● **Request**: Could you lay out the lines below as a numbered list, skipping any blank lines and leaving the pictures out?

+ + + +

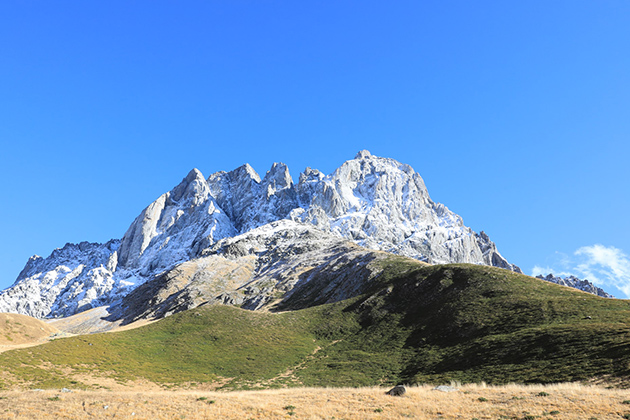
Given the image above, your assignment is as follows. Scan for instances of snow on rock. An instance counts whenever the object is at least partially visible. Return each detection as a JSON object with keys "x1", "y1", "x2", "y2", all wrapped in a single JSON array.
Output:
[{"x1": 0, "y1": 150, "x2": 520, "y2": 317}]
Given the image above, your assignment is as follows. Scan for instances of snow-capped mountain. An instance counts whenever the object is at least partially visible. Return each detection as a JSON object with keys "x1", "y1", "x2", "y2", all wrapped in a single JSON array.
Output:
[
  {"x1": 536, "y1": 274, "x2": 614, "y2": 298},
  {"x1": 0, "y1": 151, "x2": 520, "y2": 317}
]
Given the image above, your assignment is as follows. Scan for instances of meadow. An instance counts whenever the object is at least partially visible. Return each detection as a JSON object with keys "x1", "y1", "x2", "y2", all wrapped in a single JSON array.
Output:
[{"x1": 0, "y1": 384, "x2": 630, "y2": 420}]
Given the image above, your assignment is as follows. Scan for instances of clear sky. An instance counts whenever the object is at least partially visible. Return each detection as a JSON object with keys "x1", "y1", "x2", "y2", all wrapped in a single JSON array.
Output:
[{"x1": 0, "y1": 0, "x2": 630, "y2": 297}]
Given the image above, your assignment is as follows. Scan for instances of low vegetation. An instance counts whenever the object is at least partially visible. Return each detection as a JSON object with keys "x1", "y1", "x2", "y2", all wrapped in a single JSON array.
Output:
[
  {"x1": 0, "y1": 384, "x2": 630, "y2": 420},
  {"x1": 0, "y1": 257, "x2": 630, "y2": 390}
]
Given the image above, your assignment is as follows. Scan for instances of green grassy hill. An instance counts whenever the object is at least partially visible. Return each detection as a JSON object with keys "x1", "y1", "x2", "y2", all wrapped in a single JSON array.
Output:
[{"x1": 0, "y1": 257, "x2": 630, "y2": 388}]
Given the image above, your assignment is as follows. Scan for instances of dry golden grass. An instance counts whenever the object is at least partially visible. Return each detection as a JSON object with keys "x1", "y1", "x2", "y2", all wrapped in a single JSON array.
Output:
[{"x1": 0, "y1": 384, "x2": 630, "y2": 420}]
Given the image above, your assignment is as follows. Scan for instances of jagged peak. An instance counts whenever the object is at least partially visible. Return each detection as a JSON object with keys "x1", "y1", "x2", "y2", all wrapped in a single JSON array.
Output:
[
  {"x1": 299, "y1": 166, "x2": 326, "y2": 184},
  {"x1": 262, "y1": 162, "x2": 293, "y2": 189},
  {"x1": 228, "y1": 163, "x2": 261, "y2": 184},
  {"x1": 354, "y1": 149, "x2": 374, "y2": 160},
  {"x1": 170, "y1": 168, "x2": 208, "y2": 202}
]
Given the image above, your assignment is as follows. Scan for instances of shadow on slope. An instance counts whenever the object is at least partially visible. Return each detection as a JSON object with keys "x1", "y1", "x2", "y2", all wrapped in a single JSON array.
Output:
[{"x1": 0, "y1": 257, "x2": 630, "y2": 388}]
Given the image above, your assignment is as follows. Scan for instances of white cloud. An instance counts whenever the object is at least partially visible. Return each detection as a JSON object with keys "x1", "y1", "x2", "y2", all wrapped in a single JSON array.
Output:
[
  {"x1": 575, "y1": 244, "x2": 630, "y2": 297},
  {"x1": 532, "y1": 244, "x2": 630, "y2": 298}
]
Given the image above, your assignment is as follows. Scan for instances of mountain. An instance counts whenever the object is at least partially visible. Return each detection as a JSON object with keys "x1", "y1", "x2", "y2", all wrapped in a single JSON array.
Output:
[
  {"x1": 536, "y1": 274, "x2": 614, "y2": 298},
  {"x1": 0, "y1": 260, "x2": 630, "y2": 388},
  {"x1": 0, "y1": 151, "x2": 520, "y2": 318}
]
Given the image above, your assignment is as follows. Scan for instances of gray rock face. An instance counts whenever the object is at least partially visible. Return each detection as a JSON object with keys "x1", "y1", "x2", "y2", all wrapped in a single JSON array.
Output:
[
  {"x1": 111, "y1": 220, "x2": 392, "y2": 323},
  {"x1": 0, "y1": 241, "x2": 125, "y2": 318},
  {"x1": 536, "y1": 274, "x2": 614, "y2": 298},
  {"x1": 0, "y1": 151, "x2": 520, "y2": 317}
]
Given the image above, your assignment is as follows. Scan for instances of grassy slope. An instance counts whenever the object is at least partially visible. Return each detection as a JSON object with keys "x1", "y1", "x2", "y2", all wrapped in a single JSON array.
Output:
[{"x1": 0, "y1": 257, "x2": 630, "y2": 388}]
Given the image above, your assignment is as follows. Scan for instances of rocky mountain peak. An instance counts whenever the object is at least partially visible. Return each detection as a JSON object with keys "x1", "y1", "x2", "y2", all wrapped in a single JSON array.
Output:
[
  {"x1": 261, "y1": 163, "x2": 293, "y2": 191},
  {"x1": 354, "y1": 150, "x2": 372, "y2": 160},
  {"x1": 0, "y1": 150, "x2": 520, "y2": 317}
]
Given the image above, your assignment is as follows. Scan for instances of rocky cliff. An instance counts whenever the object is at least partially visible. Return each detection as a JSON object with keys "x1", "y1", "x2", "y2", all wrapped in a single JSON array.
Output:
[{"x1": 0, "y1": 151, "x2": 520, "y2": 317}]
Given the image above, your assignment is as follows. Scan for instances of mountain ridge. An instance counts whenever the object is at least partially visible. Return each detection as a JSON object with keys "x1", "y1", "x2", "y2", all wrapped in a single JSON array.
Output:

+ + + +

● **Correct response**:
1. Given the image above, your assignment is as follows. Scan for instances of snow on rock. An instance counts whenever the object is at least partially visible. Return each detection as a JSON object with keys "x1", "y1", "x2", "y2", all wrapped in a single JSON array.
2. Output:
3. [{"x1": 0, "y1": 150, "x2": 520, "y2": 317}]
4. Given the image above, your assignment is as follows. Scan for instances of snow-capped mountain. An instance counts whenever the object is at least partially visible. Return each detection as a JSON object with keys "x1", "y1", "x2", "y2", all wrapped in a single JSON array.
5. Output:
6. [
7.   {"x1": 536, "y1": 274, "x2": 614, "y2": 298},
8.   {"x1": 0, "y1": 151, "x2": 520, "y2": 317}
9. ]
10. Given the image above, your assignment is as follows. Scan for instances of meadow. An instance counts whenever the object is at least partially visible. Return each detection as a JSON object with keys "x1", "y1", "x2", "y2", all wrapped in a single JSON array.
11. Output:
12. [{"x1": 0, "y1": 384, "x2": 630, "y2": 420}]
13. Given the image above, your assignment is as follows. Scan for instances of clear sky. An instance counts whenever the object is at least partially visible. Return each detection as a JSON object with keys "x1", "y1", "x2", "y2", all wrapped in a single JSON array.
14. Output:
15. [{"x1": 0, "y1": 0, "x2": 630, "y2": 297}]
16. Given the image above, your assignment is as follows. Scan for instances of low vegetation. An instance counts whenever the object is at least partially visible. Return each detection as a JSON object with keys "x1", "y1", "x2", "y2", all wrapped in a single JSON array.
17. Output:
18. [
19.   {"x1": 0, "y1": 384, "x2": 630, "y2": 420},
20.   {"x1": 0, "y1": 257, "x2": 630, "y2": 390}
21. ]
22. Given the image above, your assignment is as follows. Scan for instances of green grassy hill. An instance counts whenever the object is at least partially visible. Return each detection as a JSON object with keys "x1", "y1", "x2", "y2", all wrapped in a single JSON array.
23. Output:
24. [{"x1": 0, "y1": 257, "x2": 630, "y2": 388}]
25. Given the image above, your assignment is as follows. Scan for instances of dry golden grass. An instance counts whenever the object is at least partially visible. Return each detection as a JSON object with keys "x1", "y1", "x2", "y2", all wrapped in a single JSON array.
26. Output:
27. [{"x1": 0, "y1": 384, "x2": 630, "y2": 420}]
28. Given the image above, your assignment is as follows. Scan for instances of jagged peak. An instance counts whenever the object is at least partially visible. Return each detection as a JSON object with keys "x1", "y1", "x2", "y2", all wrapped in a single JSON array.
29. Output:
30. [
31.   {"x1": 299, "y1": 166, "x2": 326, "y2": 184},
32.   {"x1": 262, "y1": 162, "x2": 293, "y2": 189},
33.   {"x1": 228, "y1": 163, "x2": 261, "y2": 184},
34.   {"x1": 354, "y1": 149, "x2": 374, "y2": 160},
35.   {"x1": 170, "y1": 168, "x2": 208, "y2": 202}
36. ]
37. Given the image above, your assignment is as follows. Scan for instances of shadow on slope. An instance counts whenever the object is at least partially visible. Return each detection as a JSON object with keys "x1", "y1", "x2", "y2", all wrapped in a single JSON array.
38. Output:
39. [{"x1": 0, "y1": 257, "x2": 630, "y2": 388}]
40. Given the image above, your assignment is as follows. Scan for instances of white cloud. An instance counts whenever the object is at least partially visible. Return each detection as a JSON object with keys "x1", "y1", "x2", "y2", all wrapped in a single JSON array.
41. Output:
42. [
43.   {"x1": 575, "y1": 244, "x2": 630, "y2": 297},
44.   {"x1": 532, "y1": 244, "x2": 630, "y2": 298}
45. ]
46. Given the image above, your assignment is as follows. Scan for instances of mountain. An instance counts whenever the object is at least partially visible. Return each detection as a JSON object with keys "x1", "y1", "x2", "y2", all wrapped in a single JSON array.
47. Output:
48. [
49.   {"x1": 536, "y1": 274, "x2": 614, "y2": 298},
50.   {"x1": 0, "y1": 260, "x2": 630, "y2": 388},
51.   {"x1": 0, "y1": 151, "x2": 520, "y2": 318}
52. ]
53. Given the image above, your assignment is as follows. Scan for instances of gray rock face. An instance counts whenever the object is at least partially visible. Return each detection as a JSON object with keys "x1", "y1", "x2", "y2", all wrapped in a single JSON array.
54. Output:
55. [
56.   {"x1": 111, "y1": 220, "x2": 392, "y2": 323},
57.   {"x1": 0, "y1": 241, "x2": 125, "y2": 318},
58.   {"x1": 536, "y1": 274, "x2": 614, "y2": 298},
59.   {"x1": 0, "y1": 151, "x2": 520, "y2": 317}
60. ]
61. Given the image above, your assignment is as follows. Scan for instances of grassy slope. An instance counts whenever the object is at least partially visible. Return each detection as a JSON object with keys "x1", "y1", "x2", "y2", all wrapped in a single JSON array.
62. Output:
63. [{"x1": 0, "y1": 257, "x2": 630, "y2": 388}]
64. Given the image above, your assignment is as follows. Scan for instances of rocky mountain peak. An instance counts whenever the object is at least partially visible. Return each detection as a JSON object with keys "x1", "y1", "x2", "y2", all wrapped in a single JSON array.
65. Output:
66. [
67.   {"x1": 261, "y1": 163, "x2": 293, "y2": 191},
68.   {"x1": 354, "y1": 150, "x2": 372, "y2": 160},
69.   {"x1": 0, "y1": 150, "x2": 520, "y2": 317}
70. ]
71. Given the image above, your assignment is as follows. Scan for instances of rocky cliff. An instance counts whenever the object is at least partially visible. Return each detection as a JSON object with keys "x1", "y1", "x2", "y2", all wrapped in a single JSON array.
72. Output:
73. [{"x1": 0, "y1": 151, "x2": 520, "y2": 317}]
74. Given the image above, your assignment is as follows. Scan for instances of mountain ridge. An instance counts whenever the object is at least partially visible. Return each detection as a JSON object with keys "x1", "y1", "x2", "y2", all wrapped in a single JSON array.
75. Output:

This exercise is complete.